<<<<
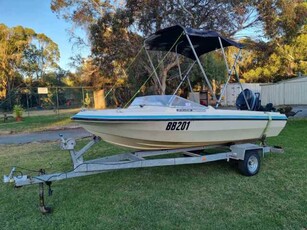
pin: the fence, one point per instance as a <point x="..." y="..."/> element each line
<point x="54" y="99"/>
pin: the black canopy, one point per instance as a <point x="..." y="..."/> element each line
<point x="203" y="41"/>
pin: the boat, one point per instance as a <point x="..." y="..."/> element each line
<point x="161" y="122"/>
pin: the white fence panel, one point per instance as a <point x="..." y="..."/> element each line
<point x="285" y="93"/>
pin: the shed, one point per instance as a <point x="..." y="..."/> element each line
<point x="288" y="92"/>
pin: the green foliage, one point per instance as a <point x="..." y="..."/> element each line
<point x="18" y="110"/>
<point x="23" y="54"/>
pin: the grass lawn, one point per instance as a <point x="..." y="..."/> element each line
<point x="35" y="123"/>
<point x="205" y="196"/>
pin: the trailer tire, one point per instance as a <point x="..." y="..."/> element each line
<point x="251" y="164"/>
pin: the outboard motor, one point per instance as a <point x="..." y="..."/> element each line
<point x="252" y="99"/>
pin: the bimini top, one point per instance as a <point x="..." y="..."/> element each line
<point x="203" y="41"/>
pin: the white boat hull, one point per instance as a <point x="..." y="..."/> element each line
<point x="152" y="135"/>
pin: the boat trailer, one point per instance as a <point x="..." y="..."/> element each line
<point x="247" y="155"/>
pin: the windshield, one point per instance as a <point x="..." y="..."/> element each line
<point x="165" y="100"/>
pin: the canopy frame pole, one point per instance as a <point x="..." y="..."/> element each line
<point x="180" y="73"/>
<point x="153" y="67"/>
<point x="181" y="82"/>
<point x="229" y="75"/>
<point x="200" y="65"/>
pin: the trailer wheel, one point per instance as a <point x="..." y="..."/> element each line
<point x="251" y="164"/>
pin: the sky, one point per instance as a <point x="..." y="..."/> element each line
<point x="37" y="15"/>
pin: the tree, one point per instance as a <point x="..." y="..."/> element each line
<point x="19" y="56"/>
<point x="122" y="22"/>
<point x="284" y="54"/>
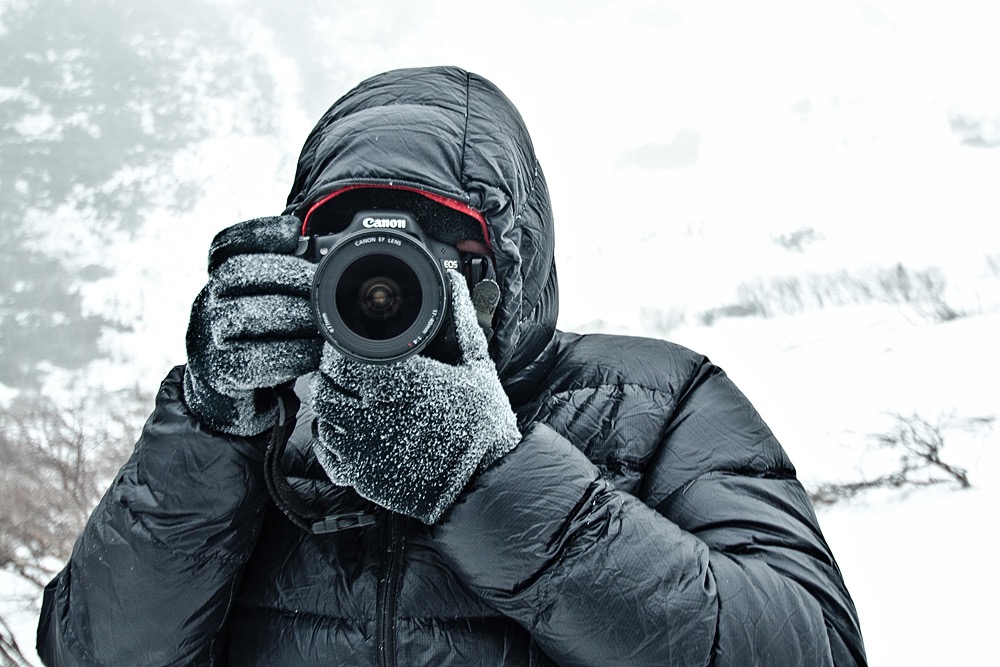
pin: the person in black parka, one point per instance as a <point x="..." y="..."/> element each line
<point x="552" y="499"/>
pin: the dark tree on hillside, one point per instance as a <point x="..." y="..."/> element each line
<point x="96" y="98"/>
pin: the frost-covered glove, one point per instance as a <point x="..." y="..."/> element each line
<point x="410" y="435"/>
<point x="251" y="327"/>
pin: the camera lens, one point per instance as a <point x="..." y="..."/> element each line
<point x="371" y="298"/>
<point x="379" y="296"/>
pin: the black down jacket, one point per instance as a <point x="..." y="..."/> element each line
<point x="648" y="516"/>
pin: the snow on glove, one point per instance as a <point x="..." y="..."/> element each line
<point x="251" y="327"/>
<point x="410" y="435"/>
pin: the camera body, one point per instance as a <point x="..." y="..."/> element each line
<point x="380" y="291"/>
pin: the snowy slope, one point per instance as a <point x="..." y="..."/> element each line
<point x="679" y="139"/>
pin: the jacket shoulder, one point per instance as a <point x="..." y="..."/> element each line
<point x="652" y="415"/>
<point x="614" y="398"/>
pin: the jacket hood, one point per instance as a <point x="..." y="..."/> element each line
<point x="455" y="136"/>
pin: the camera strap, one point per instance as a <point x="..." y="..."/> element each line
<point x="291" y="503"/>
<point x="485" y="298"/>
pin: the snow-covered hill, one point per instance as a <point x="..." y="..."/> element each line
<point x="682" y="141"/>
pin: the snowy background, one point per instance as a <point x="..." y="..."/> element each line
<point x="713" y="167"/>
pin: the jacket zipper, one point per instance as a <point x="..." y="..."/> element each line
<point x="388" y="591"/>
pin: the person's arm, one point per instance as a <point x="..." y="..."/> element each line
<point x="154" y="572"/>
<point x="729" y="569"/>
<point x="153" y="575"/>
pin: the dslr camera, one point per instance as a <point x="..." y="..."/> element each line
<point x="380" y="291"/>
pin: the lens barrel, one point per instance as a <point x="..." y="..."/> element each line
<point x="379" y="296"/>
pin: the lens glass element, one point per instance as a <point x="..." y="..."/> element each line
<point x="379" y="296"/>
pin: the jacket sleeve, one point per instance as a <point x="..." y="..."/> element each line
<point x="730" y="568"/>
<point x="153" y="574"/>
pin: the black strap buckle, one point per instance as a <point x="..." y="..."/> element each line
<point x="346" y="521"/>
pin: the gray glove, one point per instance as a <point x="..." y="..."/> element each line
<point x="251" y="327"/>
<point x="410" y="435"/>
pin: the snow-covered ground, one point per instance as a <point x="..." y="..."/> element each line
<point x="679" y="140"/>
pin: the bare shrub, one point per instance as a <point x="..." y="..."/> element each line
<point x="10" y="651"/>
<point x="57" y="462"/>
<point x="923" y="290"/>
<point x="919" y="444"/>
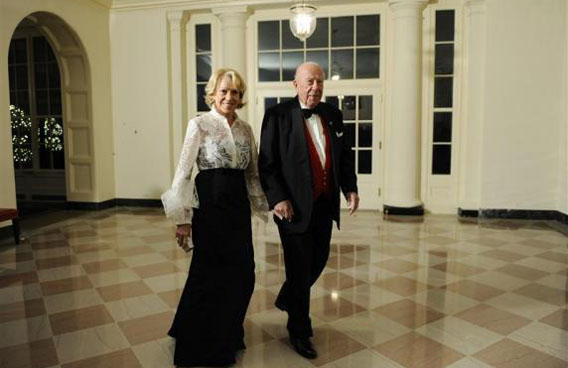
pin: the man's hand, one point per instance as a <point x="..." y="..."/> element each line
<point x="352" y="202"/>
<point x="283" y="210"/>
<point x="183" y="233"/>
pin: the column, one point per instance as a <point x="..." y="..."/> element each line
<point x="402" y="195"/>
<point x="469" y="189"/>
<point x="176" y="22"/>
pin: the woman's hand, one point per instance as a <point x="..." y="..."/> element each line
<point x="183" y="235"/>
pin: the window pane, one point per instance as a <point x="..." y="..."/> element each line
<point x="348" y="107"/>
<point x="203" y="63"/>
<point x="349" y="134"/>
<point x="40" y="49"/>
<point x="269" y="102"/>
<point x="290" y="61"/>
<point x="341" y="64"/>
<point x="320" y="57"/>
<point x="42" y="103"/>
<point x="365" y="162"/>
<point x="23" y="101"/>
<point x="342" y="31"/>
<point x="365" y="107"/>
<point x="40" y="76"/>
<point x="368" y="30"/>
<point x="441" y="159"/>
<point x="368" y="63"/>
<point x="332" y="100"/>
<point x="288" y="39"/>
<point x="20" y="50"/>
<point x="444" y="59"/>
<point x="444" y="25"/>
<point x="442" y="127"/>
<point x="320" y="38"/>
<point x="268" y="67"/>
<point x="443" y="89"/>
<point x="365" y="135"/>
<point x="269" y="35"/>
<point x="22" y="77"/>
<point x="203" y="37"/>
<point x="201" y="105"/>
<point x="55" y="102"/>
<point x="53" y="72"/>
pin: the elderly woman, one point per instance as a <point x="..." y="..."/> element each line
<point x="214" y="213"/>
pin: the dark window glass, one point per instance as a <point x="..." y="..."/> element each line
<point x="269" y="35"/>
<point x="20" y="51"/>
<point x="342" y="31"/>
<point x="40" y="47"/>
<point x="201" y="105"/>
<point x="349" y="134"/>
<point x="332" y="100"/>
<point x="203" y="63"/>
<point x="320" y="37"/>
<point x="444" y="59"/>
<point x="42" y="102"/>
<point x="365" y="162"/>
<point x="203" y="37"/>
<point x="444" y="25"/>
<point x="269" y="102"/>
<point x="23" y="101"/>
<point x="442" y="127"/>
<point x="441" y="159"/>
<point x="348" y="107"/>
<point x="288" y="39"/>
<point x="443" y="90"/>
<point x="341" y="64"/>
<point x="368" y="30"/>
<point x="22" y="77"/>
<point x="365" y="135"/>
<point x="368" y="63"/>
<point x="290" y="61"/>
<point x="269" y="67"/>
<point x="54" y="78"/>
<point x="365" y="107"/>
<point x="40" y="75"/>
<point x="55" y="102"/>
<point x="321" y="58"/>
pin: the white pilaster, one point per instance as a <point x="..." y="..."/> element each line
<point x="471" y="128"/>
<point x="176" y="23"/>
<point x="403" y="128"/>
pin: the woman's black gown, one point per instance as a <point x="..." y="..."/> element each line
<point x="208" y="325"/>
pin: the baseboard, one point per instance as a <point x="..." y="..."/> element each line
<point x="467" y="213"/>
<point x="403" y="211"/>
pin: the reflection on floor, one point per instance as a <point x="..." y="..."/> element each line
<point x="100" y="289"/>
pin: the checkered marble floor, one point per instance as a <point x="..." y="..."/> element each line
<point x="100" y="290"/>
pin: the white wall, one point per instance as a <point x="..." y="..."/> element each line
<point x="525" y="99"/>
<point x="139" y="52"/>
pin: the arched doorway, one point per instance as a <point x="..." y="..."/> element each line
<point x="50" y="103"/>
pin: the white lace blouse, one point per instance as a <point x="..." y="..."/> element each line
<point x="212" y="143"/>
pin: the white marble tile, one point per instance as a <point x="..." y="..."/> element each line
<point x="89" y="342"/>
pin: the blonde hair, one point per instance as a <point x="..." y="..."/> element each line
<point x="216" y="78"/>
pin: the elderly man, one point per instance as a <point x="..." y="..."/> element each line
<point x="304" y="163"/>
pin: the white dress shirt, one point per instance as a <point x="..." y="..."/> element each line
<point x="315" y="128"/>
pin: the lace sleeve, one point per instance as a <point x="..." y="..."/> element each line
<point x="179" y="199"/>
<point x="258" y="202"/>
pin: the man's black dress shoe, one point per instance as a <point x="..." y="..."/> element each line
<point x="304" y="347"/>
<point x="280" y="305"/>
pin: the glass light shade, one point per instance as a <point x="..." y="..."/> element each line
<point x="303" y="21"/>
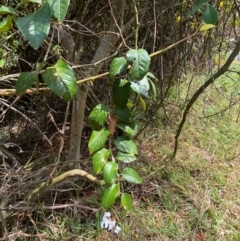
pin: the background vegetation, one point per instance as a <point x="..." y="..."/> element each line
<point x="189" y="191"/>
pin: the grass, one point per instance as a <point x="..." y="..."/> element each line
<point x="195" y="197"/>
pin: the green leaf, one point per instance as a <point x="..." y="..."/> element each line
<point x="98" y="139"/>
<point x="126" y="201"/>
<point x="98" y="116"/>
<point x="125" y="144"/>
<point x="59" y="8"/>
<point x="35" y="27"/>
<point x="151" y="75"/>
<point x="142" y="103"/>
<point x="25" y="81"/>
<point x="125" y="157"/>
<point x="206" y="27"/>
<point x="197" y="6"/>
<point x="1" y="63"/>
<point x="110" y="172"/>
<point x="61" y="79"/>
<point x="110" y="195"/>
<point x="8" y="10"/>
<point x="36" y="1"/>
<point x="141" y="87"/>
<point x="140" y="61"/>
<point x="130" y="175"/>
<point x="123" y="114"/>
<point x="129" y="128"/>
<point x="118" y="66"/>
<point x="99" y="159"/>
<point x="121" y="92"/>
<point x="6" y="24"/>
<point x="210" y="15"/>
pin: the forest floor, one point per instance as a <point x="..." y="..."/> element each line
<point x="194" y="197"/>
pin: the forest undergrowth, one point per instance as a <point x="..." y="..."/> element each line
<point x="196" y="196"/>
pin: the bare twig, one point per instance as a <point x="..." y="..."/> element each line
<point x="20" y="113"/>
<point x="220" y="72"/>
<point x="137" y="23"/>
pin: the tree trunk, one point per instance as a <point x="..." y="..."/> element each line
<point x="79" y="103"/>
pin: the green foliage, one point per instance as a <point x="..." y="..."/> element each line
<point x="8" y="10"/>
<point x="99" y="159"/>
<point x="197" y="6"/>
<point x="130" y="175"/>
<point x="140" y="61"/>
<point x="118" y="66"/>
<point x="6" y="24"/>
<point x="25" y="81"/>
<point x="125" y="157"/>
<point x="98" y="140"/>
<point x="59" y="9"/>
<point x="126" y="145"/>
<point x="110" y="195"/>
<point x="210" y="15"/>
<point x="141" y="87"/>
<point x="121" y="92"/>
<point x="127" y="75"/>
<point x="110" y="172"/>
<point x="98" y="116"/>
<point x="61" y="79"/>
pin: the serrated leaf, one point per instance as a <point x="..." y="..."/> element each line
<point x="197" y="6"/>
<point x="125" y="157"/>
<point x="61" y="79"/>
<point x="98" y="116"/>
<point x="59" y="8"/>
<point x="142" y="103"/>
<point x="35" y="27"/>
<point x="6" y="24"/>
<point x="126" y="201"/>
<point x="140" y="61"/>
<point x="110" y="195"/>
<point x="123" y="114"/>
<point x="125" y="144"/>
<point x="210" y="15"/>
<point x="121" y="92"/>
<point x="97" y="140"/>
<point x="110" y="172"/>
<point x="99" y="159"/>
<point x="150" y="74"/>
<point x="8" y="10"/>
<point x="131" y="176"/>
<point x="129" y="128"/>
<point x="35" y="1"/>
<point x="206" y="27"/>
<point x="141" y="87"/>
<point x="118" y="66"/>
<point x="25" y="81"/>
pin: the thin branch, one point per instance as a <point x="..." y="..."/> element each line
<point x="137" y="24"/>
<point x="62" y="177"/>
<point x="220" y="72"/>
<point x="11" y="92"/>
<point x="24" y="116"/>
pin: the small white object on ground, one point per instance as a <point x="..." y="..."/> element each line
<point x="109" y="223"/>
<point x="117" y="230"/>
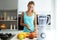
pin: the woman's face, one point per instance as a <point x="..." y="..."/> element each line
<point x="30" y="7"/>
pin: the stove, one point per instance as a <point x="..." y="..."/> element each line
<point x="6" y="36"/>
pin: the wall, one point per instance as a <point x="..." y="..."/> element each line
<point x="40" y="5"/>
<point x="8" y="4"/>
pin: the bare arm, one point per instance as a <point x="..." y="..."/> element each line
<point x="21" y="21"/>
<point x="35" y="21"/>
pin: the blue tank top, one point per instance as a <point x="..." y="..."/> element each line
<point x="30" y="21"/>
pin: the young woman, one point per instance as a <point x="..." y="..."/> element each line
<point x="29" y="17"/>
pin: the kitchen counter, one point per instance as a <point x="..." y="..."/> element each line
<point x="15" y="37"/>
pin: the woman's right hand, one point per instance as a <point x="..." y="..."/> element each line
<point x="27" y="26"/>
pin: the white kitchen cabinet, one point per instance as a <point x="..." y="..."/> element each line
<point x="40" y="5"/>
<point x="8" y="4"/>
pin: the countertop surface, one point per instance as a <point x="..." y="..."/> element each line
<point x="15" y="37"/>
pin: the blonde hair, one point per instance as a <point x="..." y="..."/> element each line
>>>>
Each line from the one containing "pin: the blue" to the final line of the entries above must be returned exactly, and no other line may appear.

** Written answer **
pin: the blue tank top, one point per instance as a <point x="..." y="..."/> element each line
<point x="30" y="21"/>
pin: the young woman, one point per instance as a <point x="..." y="..."/> element each line
<point x="29" y="17"/>
pin: the kitchen counter, one point per instance as a <point x="..." y="..."/> element each line
<point x="15" y="37"/>
pin: the woman's right hand, one point per instance as a <point x="..." y="..."/> element each line
<point x="27" y="26"/>
pin: the white kitchen cabinet, one point per instance as a <point x="..." y="..."/> element each line
<point x="40" y="5"/>
<point x="8" y="4"/>
pin: the countertop surface, one point per instance as a <point x="..." y="..."/> element each line
<point x="15" y="37"/>
pin: the blonde hair, one point per instance as a <point x="..." y="..."/> element each line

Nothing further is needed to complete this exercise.